Exercise instructions -
Recast every line of the rows below as a Markdown table with two columns, No. and Line. Number the lines in No., put each line's text in Line, and leave out blank lines.

* Begin Material provided *

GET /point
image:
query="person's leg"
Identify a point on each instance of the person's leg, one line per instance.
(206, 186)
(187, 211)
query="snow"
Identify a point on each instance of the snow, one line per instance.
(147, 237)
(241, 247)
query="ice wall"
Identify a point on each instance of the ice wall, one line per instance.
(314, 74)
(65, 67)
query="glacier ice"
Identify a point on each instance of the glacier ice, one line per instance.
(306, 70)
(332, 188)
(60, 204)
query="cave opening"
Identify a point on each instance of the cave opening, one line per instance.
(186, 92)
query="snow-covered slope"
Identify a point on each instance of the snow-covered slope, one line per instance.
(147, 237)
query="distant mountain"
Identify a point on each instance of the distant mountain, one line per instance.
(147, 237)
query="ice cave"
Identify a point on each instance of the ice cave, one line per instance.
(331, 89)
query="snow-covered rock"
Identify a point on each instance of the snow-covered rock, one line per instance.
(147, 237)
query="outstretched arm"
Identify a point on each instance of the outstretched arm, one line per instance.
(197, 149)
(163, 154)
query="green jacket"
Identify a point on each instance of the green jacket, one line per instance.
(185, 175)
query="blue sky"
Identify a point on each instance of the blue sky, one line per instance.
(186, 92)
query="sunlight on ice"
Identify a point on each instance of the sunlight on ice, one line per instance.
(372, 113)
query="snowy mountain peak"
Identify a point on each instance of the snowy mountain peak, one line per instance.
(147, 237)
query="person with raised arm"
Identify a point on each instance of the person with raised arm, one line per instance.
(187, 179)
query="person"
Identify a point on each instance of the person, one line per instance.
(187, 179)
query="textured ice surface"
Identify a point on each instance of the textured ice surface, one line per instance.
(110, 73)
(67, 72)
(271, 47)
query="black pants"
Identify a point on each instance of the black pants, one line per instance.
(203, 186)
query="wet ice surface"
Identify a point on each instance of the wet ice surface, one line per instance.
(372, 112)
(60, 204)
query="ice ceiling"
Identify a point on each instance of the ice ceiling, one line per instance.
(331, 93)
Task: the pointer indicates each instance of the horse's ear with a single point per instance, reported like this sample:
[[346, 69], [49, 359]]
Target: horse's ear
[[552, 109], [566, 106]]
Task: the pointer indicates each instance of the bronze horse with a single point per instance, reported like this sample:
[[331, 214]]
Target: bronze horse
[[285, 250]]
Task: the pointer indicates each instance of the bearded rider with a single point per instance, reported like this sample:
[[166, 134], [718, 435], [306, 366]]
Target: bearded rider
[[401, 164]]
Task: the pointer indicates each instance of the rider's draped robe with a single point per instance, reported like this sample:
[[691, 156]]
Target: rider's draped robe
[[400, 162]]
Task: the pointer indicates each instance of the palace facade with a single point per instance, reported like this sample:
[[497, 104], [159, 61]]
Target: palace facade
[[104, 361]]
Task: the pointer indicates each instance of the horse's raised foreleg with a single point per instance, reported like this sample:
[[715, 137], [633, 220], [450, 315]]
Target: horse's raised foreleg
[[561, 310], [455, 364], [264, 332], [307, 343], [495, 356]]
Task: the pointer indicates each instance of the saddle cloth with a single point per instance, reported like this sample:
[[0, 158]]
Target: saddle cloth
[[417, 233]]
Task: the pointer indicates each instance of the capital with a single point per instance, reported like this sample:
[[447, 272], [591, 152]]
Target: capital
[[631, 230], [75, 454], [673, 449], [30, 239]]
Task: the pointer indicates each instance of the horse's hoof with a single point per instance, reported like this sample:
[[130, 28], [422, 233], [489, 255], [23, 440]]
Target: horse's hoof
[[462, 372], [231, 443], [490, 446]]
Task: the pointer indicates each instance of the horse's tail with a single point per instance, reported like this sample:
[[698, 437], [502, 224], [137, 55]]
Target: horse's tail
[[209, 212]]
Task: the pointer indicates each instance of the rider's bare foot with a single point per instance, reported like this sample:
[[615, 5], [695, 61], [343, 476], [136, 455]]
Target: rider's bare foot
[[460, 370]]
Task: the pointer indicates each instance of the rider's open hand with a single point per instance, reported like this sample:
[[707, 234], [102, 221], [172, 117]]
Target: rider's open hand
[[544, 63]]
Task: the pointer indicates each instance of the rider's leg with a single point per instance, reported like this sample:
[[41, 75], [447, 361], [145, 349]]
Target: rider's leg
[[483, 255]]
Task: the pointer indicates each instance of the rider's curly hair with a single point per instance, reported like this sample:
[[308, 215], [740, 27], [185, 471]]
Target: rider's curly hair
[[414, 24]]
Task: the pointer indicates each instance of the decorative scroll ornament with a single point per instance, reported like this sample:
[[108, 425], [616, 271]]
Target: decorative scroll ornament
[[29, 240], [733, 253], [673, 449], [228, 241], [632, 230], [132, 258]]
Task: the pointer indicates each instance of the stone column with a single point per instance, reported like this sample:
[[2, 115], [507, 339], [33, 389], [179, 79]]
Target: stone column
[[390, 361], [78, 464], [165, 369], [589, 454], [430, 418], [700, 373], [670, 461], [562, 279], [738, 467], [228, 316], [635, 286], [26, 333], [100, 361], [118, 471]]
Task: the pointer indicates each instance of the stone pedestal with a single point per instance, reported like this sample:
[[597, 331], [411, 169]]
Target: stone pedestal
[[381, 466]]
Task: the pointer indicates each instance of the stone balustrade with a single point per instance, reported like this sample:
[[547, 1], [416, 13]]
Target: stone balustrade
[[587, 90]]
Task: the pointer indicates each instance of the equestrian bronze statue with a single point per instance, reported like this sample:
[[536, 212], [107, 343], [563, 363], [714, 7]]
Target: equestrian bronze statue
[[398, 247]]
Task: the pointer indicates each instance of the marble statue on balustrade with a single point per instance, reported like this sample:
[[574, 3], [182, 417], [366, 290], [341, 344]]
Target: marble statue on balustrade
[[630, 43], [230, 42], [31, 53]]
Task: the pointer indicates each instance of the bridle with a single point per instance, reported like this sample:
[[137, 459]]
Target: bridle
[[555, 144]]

* End Material provided *

Exercise result -
| No. | Line |
|---|---|
| 1 | GET /point |
| 2 | image: |
| 3 | query="person's leg" |
| 4 | Identify a point on each instance of the person's leg, one line per instance. |
| 5 | (206, 186) |
| 6 | (187, 211) |
| 7 | query="snow" |
| 8 | Identify a point on each instance of the snow, one line per instance. |
| 9 | (147, 237) |
| 10 | (241, 247) |
| 11 | query="ice wall" |
| 12 | Identify a point on each instance of the ice wall, one line per instance. |
| 13 | (314, 74) |
| 14 | (65, 67) |
| 15 | query="glacier ice" |
| 16 | Identify a point on each instance of the glacier ice, one line per instance. |
| 17 | (306, 70) |
| 18 | (332, 188) |
| 19 | (60, 204) |
| 20 | query="cave opening" |
| 21 | Identify a point on each instance of the cave opening, one line per instance. |
| 22 | (186, 92) |
| 23 | query="snow-covered slope" |
| 24 | Identify a point on each instance of the snow-covered slope, one line per instance. |
| 25 | (147, 237) |
| 26 | query="distant mountain" |
| 27 | Identify a point on each instance of the distant mountain, one line per instance. |
| 28 | (147, 237) |
| 29 | query="ice cave" |
| 30 | Identify a point on each instance of the ice cave, one line per instance. |
| 31 | (331, 89) |
| 32 | query="snow-covered rock" |
| 33 | Identify a point on each instance of the snow-covered rock, one line per instance. |
| 34 | (147, 237) |
| 35 | query="outstretched arm" |
| 36 | Identify a point on each instance of the outstretched arm, one line per instance. |
| 37 | (197, 149) |
| 38 | (163, 154) |
| 39 | query="green jacket" |
| 40 | Identify a point on each instance of the green jacket, one line per instance. |
| 41 | (185, 175) |
| 42 | query="blue sky" |
| 43 | Identify a point on each instance of the blue sky, one line per instance. |
| 44 | (186, 92) |
| 45 | query="sunlight on ice" |
| 46 | Identify a point on each instance of the sunlight on ice, one line per instance. |
| 47 | (372, 113) |
| 48 | query="snowy mountain peak" |
| 49 | Identify a point on each instance of the snowy mountain peak, one line per instance. |
| 50 | (147, 237) |
| 51 | query="person with raised arm" |
| 52 | Identify a point on each instance of the person with raised arm, one line per instance. |
| 53 | (187, 179) |
| 54 | query="person" |
| 55 | Identify a point on each instance of the person, one line per instance. |
| 56 | (187, 179) |
| 57 | query="textured ice surface" |
| 58 | Identify a point on each instance of the textured ice surface, one line per instance. |
| 59 | (110, 73) |
| 60 | (67, 72) |
| 61 | (271, 47) |
| 62 | query="black pants" |
| 63 | Identify a point on each instance of the black pants, one line per instance. |
| 64 | (203, 186) |
| 65 | query="wet ice surface" |
| 66 | Identify a point on each instance of the wet ice surface, one line per instance. |
| 67 | (372, 112) |
| 68 | (60, 204) |
| 69 | query="ice ceiling" |
| 70 | Identify a point on each instance of the ice ceiling, one line per instance. |
| 71 | (331, 93) |
| 72 | Task: the pointer indicates each instance of the horse's ear with a single point per instance, reported like this sample: |
| 73 | [[346, 69], [49, 359]] |
| 74 | Target: horse's ear |
| 75 | [[552, 109], [566, 106]] |
| 76 | Task: the pointer indicates each instance of the bronze horse with a single point per instance, reported like this sample: |
| 77 | [[331, 214]] |
| 78 | Target: bronze horse |
| 79 | [[285, 250]] |
| 80 | Task: the pointer indicates each instance of the bearded rider with a single point per instance, reported like this sample: |
| 81 | [[166, 134], [718, 435], [306, 366]] |
| 82 | Target: bearded rider |
| 83 | [[401, 164]] |
| 84 | Task: the pointer indicates each instance of the rider's draped robe with a single point per instance, reported like this sample: |
| 85 | [[691, 156]] |
| 86 | Target: rider's draped robe |
| 87 | [[400, 162]] |
| 88 | Task: the pointer indicates each instance of the palace facade with a single point per instance, reported like this sample: |
| 89 | [[497, 104], [159, 61]] |
| 90 | Target: palace facade |
| 91 | [[104, 361]] |
| 92 | Task: the pointer indicates each instance of the horse's raised foreleg with a single point per instance, reported like this sample: |
| 93 | [[715, 137], [633, 220], [450, 315]] |
| 94 | Target: horse's raised foreleg |
| 95 | [[561, 310], [455, 364], [264, 332], [307, 343], [495, 356]] |
| 96 | Task: the pointer indicates each instance of the saddle cloth with a single point per instance, reported like this sample: |
| 97 | [[0, 158]] |
| 98 | Target: saddle cloth |
| 99 | [[417, 233]] |
| 100 | Task: the pointer indicates each instance of the capital with a single point per instance, reported like this sample: |
| 101 | [[447, 272], [591, 152]] |
| 102 | Target: capital |
| 103 | [[631, 230], [75, 454], [673, 449], [30, 239]] |
| 104 | Task: the pointer indicates each instance of the horse's hoof with a single point per instance, reported like this sample: |
| 105 | [[130, 28], [422, 233], [489, 255], [23, 440]] |
| 106 | Target: horse's hoof |
| 107 | [[462, 372], [231, 443], [490, 446]] |
| 108 | Task: the pointer indicates each instance of the horse's tail with a single point per instance, reported like this sample: |
| 109 | [[698, 437], [502, 224], [137, 55]] |
| 110 | Target: horse's tail |
| 111 | [[209, 212]] |
| 112 | Task: the pointer indicates each instance of the rider's bare foot with a single point per instance, reported like this sample: |
| 113 | [[615, 5], [695, 61], [343, 476], [136, 455]] |
| 114 | Target: rider's bare foot |
| 115 | [[460, 370]] |
| 116 | Task: the pointer indicates each instance of the rider's open hand with a single point per instance, reported like this sample: |
| 117 | [[707, 234], [102, 221], [172, 117]] |
| 118 | Target: rider's open hand |
| 119 | [[544, 63]] |
| 120 | Task: the pointer indicates each instance of the rider's leg with a single point per instance, reported like this sample: |
| 121 | [[41, 75], [447, 361], [145, 349]] |
| 122 | Target: rider's leg |
| 123 | [[483, 255]] |
| 124 | Task: the pointer indicates each instance of the rider's curly hair with a single point per instance, reported like this sample: |
| 125 | [[308, 215], [740, 27], [185, 471]] |
| 126 | Target: rider's curly hair |
| 127 | [[414, 24]] |
| 128 | Task: the pointer indicates each instance of the decorative scroll ornament with a single point per instance, reported like this sample: |
| 129 | [[108, 425], [616, 271]] |
| 130 | Target: decorative scroll ornament |
| 131 | [[29, 240], [733, 253], [673, 449], [228, 241], [632, 230], [132, 258]] |
| 132 | Task: the pointer indicates each instance of the stone column with a single point per instance, reported like this sample: |
| 133 | [[2, 115], [507, 339], [33, 389], [179, 79]] |
| 134 | Target: stone column |
| 135 | [[390, 361], [78, 464], [165, 369], [589, 454], [430, 418], [700, 373], [670, 461], [562, 279], [738, 467], [228, 316], [635, 286], [26, 333], [100, 361], [118, 471]] |
| 136 | Task: the pointer indicates each instance of the stone pedestal with a single point per instance, reported like this sample: |
| 137 | [[597, 331], [411, 169]] |
| 138 | Target: stone pedestal |
| 139 | [[381, 466]] |
| 140 | Task: the pointer indicates each instance of the stone balustrade with a single point per instance, reported like this sample: |
| 141 | [[547, 1], [416, 13]] |
| 142 | Target: stone balustrade |
| 143 | [[587, 90]] |
| 144 | Task: the pointer indicates each instance of the equestrian bronze statue with a single point per instance, reported like this sample: |
| 145 | [[536, 212], [107, 343], [563, 363], [714, 7]] |
| 146 | Target: equestrian bronze statue |
| 147 | [[398, 247]] |
| 148 | Task: the pointer indicates each instance of the marble statue on balustrade with a single point per instance, reported like this sample: |
| 149 | [[574, 3], [182, 417], [366, 290], [341, 344]] |
| 150 | Target: marble statue on balustrade |
| 151 | [[630, 43], [230, 42], [31, 53]] |
| 152 | Task: the pointer indicates each instance of the bridle with a single point per instance, reported like this sample: |
| 153 | [[137, 459]] |
| 154 | Target: bridle |
| 155 | [[555, 144]] |